----- Records to use -----
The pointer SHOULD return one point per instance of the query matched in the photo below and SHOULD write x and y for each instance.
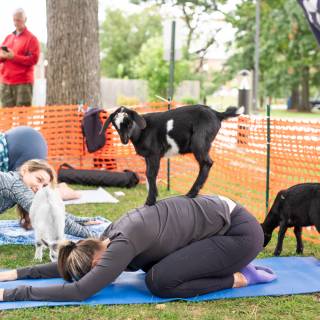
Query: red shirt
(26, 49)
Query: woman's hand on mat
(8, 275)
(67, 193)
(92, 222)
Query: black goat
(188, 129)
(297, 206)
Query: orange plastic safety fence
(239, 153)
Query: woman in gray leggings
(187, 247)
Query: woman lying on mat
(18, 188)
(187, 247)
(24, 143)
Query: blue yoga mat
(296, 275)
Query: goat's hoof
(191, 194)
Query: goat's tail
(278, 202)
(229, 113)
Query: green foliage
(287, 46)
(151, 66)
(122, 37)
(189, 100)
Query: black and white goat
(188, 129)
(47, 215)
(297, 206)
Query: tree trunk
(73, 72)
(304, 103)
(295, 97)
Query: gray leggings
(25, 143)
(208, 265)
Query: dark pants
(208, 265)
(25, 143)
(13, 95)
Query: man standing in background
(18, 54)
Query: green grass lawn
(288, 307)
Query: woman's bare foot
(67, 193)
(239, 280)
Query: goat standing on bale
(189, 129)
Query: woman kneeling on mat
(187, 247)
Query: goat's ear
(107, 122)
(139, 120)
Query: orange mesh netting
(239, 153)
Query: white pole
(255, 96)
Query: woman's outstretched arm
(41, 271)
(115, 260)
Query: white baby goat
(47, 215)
-----
----- Records to use -----
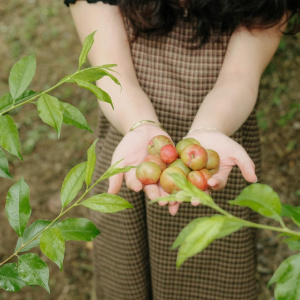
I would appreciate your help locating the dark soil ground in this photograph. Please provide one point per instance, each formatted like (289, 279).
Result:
-----
Exercise details - Copy out all lines from the records where the word "each" appears.

Response below -
The pointer SHOULD return one point per instance of the query matched in the photo below and SHOULD write x and y for each instance.
I would appreciate your help locating the dark soil ground in this photograph. Please provide one point per instance, each formatted like (289, 279).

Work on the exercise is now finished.